• DOCUMENT EXCERPT
<<<<
Masagos was re-elected in Tampines GRC in the 2011 general election. On 21 May 2011, he was appointed Minister of State for Home Affairs and Foreign Affairs. On 1 August 2012, he was promoted to Senior Minister of State in these two ministries.

On 9 April 2015, Masagos was promoted to a full Minister as a Minister in the Prime Minister's Office. The position was without portfolio. This was the first time in Singaporean history when there were two Malay ministers in the Cabinet, the other being Yaacob Ibrahim. Masagos was also promoted to Second Minister for Home Affairs and Second Minister for Foreign Affairs, and was put in charge of leading the PAP team in Tampines GRC. On the same day, Prime Minister Lee Hsien Loong said that Masagos's elevation to full Minister reflected the "progress of the Malay community" in Singapore. Masagos also said that he was honoured to have been appointed and that "[h]aving two Malay full ministers in the Cabinet for the first time in our nation's history reflects the [Government's] trust and recognition of the good progress made by the Malay-Muslim community".

On 1 October 2015, Masagos took up the portfolio of Minister for Environment and Water Resources. From 1 May 2018, he was given an additional appointment as Minister-in-Charge of Muslim Affairs, taking over from Yaacob Ibrahim. On 27 July 2020, he changed his portfolio to Minister for Social and Family Development and took up an additional portfolio as Second Minister for Health, while concurrently holding the position of Minister-in-charge of Muslim Affairs.
>>>>
• DATA
<<<<
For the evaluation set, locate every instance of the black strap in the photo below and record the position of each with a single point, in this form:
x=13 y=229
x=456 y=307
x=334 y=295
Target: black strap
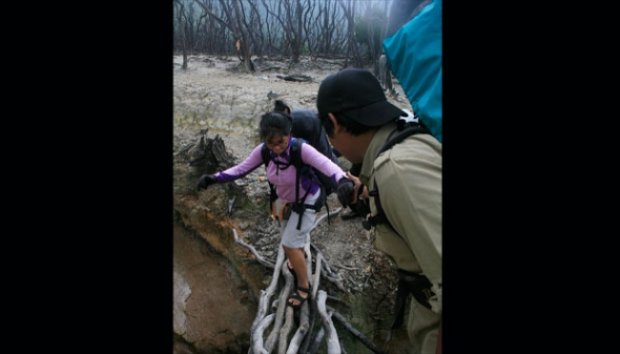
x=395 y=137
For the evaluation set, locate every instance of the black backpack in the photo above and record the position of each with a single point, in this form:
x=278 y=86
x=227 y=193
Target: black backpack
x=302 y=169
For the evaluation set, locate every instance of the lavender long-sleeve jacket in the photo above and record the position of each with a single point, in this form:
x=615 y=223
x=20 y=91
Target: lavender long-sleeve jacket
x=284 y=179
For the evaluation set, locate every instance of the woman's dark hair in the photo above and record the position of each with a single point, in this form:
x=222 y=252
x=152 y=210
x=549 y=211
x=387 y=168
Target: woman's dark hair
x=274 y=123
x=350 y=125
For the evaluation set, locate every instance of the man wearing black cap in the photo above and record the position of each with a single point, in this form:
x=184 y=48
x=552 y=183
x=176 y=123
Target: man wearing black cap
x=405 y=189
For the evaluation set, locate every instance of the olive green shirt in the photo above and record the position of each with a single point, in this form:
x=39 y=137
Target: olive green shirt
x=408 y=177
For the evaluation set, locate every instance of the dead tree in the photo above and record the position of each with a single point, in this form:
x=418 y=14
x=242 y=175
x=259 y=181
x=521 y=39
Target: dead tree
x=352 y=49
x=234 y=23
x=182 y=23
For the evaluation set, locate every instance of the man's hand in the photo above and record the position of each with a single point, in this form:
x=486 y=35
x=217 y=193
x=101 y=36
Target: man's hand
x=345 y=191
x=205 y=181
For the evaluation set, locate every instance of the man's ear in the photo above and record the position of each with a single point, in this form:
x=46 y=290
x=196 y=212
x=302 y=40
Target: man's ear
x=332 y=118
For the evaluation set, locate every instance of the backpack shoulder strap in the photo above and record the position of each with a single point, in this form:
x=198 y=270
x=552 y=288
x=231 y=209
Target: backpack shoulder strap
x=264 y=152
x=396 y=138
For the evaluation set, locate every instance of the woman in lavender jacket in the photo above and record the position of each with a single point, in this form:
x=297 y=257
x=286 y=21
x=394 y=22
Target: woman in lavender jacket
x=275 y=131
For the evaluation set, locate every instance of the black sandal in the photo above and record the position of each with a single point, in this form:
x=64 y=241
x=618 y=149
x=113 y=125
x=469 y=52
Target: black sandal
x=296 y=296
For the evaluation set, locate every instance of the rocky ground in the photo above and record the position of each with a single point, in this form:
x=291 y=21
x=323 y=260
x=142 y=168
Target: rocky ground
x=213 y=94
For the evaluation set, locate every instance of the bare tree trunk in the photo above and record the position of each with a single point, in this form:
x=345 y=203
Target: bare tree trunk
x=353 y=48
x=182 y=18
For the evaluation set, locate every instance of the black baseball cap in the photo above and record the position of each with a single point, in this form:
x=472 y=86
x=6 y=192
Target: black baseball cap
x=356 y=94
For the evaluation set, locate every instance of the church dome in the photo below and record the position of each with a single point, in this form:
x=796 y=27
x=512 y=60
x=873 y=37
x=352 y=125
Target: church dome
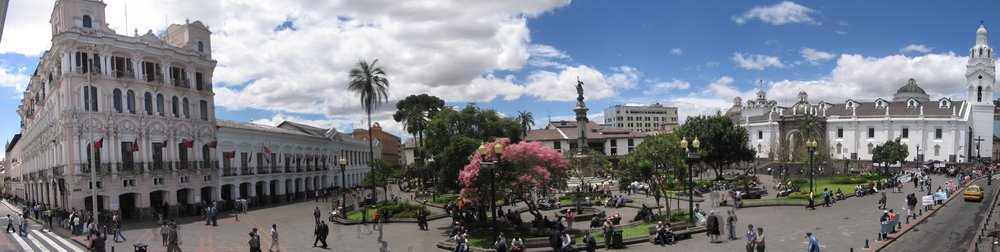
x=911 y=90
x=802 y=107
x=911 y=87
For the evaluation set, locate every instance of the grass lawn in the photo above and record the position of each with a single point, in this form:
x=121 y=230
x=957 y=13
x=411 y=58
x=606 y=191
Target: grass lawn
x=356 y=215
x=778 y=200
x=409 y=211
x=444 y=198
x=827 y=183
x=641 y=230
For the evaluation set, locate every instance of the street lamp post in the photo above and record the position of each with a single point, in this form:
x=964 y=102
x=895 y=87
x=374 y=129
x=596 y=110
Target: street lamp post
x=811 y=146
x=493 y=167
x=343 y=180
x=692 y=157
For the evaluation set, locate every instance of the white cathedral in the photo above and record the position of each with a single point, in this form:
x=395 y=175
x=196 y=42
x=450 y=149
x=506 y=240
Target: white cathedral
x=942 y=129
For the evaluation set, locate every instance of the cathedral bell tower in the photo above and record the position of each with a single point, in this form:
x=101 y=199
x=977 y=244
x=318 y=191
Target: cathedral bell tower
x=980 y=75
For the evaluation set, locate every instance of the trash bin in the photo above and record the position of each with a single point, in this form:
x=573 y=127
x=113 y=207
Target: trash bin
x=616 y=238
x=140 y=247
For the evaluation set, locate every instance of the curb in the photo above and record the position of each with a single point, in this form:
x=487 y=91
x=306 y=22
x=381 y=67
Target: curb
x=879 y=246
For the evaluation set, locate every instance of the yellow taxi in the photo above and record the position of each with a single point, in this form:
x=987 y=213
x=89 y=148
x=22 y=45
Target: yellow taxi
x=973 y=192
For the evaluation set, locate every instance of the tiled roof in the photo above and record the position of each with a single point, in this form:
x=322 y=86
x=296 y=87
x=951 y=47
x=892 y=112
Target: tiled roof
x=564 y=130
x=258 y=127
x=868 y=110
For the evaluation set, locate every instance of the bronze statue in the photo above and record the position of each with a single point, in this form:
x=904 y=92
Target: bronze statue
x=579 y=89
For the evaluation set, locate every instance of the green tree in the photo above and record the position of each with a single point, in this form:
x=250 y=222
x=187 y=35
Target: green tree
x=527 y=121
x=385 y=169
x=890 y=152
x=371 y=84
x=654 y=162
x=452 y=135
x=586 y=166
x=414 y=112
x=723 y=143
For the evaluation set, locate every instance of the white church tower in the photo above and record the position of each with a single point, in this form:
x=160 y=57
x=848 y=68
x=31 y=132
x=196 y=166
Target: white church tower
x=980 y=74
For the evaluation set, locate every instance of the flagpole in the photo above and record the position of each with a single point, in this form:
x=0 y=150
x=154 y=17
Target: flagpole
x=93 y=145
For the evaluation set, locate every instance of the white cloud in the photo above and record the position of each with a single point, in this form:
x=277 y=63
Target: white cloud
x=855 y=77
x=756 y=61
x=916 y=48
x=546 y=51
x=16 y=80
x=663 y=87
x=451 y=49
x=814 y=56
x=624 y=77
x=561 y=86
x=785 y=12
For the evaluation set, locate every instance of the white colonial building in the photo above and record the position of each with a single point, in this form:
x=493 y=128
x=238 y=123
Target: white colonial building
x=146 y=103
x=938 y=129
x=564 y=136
>>>>
<<<<
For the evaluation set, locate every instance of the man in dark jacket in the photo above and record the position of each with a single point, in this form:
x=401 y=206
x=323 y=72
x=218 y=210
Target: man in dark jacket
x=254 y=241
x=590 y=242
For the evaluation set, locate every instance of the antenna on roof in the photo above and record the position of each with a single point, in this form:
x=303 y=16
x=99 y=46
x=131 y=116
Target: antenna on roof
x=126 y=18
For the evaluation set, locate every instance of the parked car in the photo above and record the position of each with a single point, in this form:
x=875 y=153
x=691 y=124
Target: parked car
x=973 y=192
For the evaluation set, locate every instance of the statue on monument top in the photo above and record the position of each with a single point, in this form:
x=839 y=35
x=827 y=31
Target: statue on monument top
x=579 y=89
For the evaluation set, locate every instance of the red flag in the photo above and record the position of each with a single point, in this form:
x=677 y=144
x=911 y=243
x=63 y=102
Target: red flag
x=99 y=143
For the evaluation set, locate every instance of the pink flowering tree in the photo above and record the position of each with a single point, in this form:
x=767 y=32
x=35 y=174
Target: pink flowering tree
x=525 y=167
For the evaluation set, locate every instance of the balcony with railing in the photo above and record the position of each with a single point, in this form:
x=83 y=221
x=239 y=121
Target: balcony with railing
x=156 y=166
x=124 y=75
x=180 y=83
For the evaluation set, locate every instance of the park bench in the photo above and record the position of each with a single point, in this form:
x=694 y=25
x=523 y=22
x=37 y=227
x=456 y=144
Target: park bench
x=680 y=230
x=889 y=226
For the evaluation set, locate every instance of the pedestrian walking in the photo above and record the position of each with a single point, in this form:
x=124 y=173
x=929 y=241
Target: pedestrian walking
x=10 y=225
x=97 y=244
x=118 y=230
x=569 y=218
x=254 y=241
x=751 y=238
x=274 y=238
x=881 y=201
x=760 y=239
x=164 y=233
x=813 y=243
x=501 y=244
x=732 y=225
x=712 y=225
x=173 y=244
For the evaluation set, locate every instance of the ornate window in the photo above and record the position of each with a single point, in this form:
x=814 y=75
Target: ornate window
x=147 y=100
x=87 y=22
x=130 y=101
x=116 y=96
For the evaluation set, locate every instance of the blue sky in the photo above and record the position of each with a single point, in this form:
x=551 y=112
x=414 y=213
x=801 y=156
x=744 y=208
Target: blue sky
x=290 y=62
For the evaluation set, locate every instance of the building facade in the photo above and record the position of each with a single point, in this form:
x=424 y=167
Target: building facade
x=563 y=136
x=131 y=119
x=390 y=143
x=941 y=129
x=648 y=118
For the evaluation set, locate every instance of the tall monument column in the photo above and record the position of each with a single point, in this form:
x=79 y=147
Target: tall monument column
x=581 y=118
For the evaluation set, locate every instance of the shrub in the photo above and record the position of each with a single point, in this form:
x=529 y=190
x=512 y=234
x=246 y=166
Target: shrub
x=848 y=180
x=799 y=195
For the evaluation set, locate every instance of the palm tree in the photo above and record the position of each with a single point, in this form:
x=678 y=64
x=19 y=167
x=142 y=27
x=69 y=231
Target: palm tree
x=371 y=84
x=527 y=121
>>>>
• PROBLEMS TO WORK ON
1. Answer these questions from the excerpt on Masagos's career, one line each:
(a) To what position was Masagos appointed on 21 May 2011?
(b) Who was the other Malay minister in the Cabinet when Masagos became a full Minister?
(c) Which portfolio did Masagos take up on 1 October 2015?
2. In the excerpt on Masagos's career, write out the passage from "On 1 October" up to and including "of Muslim Affairs.", renaming "Environment and Water Resources" as "Sustainability and the Environment".
3. From the excerpt on Masagos's career, recast the paragraph beginning "On 9 April 2015, Masagos was promoted" as a short list, keeping its main facts.

• ANSWER SET
1.
(a) Minister of State for Home Affairs and Foreign Affairs
(b) Yaacob Ibrahim
(c) Minister for Environment and Water Resources

2.
On 1 October 2015, Masagos took up the portfolio of Minister for Sustainability and the Environment. From 1 May 2018, he was given an additional appointment as Minister-in-Charge of Muslim Affairs, taking over from Yaacob Ibrahim. On 27 July 2020, he changed his portfolio to Minister for Social and Family Development and took up an additional portfolio as Second Minister for Health, while concurrently holding the position of Minister-in-charge of Muslim Affairs.

3.
- On 9 April 2015, Masagos became a full Minister, as a Minister in the Prime Minister's Office without portfolio.
- For the first time in Singaporean history, the Cabinet had two Malay ministers: Masagos and Yaacob Ibrahim.
- He was also made Second Minister for Home Affairs and Second Minister for Foreign Affairs.
- He was put in charge of leading the PAP team in Tampines GRC.
- Prime Minister Lee Hsien Loong said the promotion reflected the "progress of the Malay community" in Singapore.
- Masagos said he was honoured and that having two Malay full ministers reflected the Government's trust in and recognition of the Malay-Muslim community's progress.